__Exercise requirements__
Write out the records word for word, from the start of the records through the line containing "pixel 274 352", with both ends included.

>> Begin

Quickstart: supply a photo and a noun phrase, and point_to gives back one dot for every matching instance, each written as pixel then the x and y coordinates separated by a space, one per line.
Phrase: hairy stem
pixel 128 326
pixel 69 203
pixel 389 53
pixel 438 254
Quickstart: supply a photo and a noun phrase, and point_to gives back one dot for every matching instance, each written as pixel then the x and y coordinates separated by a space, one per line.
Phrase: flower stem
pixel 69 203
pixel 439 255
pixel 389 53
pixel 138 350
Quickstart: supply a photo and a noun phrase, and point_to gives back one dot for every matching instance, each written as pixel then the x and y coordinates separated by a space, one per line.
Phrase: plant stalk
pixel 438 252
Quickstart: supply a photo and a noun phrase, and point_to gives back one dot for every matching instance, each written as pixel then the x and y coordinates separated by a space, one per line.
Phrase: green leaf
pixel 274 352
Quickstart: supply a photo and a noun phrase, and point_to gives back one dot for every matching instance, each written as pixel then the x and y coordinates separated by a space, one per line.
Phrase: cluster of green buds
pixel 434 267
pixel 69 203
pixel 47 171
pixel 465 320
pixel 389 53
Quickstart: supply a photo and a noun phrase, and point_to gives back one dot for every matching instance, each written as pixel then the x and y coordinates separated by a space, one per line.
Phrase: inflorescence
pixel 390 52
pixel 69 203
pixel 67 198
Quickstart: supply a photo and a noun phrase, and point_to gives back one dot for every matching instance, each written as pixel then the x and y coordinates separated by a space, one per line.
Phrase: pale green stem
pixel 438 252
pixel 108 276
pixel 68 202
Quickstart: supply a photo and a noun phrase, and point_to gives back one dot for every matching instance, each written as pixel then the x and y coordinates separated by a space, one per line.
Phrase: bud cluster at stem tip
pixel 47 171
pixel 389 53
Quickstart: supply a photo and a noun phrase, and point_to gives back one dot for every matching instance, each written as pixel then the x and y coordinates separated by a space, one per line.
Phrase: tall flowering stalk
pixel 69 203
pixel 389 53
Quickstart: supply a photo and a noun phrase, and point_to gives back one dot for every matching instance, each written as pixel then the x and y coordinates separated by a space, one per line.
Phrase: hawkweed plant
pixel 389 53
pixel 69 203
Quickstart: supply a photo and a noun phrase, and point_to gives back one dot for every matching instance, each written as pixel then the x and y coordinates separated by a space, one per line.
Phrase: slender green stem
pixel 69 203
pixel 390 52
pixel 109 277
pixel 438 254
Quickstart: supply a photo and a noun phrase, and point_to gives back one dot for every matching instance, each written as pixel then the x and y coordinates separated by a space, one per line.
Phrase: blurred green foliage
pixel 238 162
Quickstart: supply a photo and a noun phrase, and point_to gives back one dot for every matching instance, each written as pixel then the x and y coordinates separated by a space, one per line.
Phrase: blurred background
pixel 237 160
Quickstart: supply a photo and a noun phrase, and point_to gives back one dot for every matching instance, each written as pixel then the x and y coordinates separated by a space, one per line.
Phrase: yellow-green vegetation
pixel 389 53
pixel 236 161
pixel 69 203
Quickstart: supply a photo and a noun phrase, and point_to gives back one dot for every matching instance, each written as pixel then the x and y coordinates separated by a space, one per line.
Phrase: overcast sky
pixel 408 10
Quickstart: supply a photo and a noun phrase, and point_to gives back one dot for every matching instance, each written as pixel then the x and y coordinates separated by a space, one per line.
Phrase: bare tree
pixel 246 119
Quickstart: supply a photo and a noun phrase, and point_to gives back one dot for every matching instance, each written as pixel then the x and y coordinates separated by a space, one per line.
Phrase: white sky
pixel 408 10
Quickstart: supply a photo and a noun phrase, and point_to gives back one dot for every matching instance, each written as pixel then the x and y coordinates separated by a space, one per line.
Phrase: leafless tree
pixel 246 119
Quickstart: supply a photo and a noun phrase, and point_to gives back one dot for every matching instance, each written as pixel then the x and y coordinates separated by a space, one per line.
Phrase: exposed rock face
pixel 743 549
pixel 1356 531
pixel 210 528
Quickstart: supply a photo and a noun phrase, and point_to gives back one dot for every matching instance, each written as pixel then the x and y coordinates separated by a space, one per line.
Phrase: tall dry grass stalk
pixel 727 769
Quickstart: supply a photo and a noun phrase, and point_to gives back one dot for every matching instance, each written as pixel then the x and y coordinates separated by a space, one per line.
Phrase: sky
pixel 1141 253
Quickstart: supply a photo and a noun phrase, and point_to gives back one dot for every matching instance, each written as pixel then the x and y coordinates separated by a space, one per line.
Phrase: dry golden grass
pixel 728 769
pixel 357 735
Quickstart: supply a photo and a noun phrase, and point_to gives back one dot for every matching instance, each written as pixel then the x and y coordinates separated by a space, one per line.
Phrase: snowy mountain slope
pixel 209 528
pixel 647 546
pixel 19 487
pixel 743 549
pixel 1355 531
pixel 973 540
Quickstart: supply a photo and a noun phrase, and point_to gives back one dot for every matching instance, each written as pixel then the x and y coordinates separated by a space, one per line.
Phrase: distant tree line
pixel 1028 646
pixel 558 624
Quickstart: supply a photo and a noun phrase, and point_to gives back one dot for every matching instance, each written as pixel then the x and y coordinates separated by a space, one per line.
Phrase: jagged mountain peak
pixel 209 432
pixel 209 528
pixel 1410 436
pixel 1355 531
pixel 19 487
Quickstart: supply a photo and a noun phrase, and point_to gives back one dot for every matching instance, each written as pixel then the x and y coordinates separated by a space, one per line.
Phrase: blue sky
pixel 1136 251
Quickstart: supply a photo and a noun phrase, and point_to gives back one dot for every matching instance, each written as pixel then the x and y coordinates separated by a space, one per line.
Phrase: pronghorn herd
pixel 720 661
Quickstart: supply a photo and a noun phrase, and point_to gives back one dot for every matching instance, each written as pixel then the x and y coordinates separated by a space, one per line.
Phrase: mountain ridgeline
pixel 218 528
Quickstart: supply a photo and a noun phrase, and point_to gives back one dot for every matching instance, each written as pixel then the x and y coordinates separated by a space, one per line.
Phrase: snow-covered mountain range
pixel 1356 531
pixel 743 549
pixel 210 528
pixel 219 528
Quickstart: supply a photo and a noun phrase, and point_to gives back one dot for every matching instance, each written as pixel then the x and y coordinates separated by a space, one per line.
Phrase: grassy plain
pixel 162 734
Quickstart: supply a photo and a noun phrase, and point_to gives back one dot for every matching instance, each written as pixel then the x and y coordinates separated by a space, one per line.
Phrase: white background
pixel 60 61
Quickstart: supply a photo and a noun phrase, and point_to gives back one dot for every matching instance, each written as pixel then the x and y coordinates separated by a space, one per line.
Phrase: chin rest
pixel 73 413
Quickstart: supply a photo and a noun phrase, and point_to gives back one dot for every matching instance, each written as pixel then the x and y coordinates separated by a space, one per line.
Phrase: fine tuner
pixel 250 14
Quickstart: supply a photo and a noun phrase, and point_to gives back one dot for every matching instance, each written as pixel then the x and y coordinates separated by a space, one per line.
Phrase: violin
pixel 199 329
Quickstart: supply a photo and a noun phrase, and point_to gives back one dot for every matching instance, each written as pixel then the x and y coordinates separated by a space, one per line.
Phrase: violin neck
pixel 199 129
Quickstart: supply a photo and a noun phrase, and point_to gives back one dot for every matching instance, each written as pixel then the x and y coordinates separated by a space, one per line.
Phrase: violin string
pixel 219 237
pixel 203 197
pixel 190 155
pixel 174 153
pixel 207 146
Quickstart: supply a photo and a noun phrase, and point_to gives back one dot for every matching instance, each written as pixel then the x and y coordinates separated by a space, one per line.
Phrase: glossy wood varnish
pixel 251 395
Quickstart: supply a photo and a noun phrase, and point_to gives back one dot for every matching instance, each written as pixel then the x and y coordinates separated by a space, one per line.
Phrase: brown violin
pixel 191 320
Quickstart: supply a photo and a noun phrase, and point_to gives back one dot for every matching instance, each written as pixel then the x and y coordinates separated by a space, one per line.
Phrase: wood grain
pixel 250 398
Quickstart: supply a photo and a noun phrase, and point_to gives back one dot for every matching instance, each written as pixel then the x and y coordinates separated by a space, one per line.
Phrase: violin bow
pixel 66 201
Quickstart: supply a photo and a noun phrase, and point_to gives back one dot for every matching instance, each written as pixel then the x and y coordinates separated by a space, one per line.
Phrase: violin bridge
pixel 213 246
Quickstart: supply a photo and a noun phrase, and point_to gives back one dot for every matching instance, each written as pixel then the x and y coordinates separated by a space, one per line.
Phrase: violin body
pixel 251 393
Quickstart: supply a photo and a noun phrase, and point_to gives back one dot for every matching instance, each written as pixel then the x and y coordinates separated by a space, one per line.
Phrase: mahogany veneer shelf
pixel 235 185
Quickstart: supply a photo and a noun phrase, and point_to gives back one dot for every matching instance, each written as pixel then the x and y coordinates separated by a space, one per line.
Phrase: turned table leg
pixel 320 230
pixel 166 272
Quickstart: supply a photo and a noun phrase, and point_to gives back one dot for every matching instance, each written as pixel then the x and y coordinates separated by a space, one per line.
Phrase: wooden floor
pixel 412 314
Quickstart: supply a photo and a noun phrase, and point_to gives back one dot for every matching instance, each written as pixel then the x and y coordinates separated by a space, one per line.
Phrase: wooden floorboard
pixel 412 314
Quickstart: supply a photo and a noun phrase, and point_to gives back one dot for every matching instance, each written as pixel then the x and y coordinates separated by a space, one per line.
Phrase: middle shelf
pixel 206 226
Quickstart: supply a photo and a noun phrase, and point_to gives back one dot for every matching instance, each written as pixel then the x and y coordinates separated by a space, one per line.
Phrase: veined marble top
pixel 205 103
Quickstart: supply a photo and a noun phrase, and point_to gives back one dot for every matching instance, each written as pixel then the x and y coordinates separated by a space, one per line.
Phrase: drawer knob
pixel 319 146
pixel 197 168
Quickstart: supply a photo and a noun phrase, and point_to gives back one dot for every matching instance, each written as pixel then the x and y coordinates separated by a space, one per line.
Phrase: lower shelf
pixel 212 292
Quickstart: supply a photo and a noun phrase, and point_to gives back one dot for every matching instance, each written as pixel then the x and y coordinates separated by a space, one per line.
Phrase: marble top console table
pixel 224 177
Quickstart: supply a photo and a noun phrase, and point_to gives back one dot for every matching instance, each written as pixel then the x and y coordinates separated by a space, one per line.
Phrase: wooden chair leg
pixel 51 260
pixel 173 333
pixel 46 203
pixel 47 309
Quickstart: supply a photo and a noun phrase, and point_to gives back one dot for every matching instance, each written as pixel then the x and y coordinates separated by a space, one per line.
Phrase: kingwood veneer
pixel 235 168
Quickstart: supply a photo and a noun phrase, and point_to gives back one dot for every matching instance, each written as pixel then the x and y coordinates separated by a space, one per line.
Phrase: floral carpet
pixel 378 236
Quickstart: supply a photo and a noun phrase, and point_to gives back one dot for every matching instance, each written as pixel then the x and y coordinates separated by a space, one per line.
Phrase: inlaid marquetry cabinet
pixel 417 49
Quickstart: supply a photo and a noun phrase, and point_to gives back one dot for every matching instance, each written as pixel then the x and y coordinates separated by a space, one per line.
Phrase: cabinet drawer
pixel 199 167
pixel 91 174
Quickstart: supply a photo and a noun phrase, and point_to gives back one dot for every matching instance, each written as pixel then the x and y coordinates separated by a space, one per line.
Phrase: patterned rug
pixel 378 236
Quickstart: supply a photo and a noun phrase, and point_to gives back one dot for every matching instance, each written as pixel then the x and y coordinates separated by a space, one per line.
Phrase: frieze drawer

>> End

__Expected answer__
Quickstart: supply a photo and a noun phrase, and point_to gives back one dot for every matching instance, each written as pixel then the x and y coordinates separated by a space, one per line.
Phrase: hairy stem
pixel 128 326
pixel 69 203
pixel 389 53
pixel 438 254
Quickstart: supply a photo and a noun phrase, and point_to gives back one dot for every matching instance, each written as pixel then the x and y coordinates separated by a space, one per line.
Phrase: flower stem
pixel 69 203
pixel 439 255
pixel 389 53
pixel 138 350
Quickstart: supply a photo and a noun phrase, and point_to gives back one dot for every matching instance, each written as pixel then the x and y coordinates separated by a space, one per line.
Phrase: plant stalk
pixel 438 252
Quickstart: supply a photo and a noun phrase, and point_to gives back one dot for every matching instance, each written as pixel then the x and y coordinates separated by a space, one per line.
Phrase: green leaf
pixel 274 352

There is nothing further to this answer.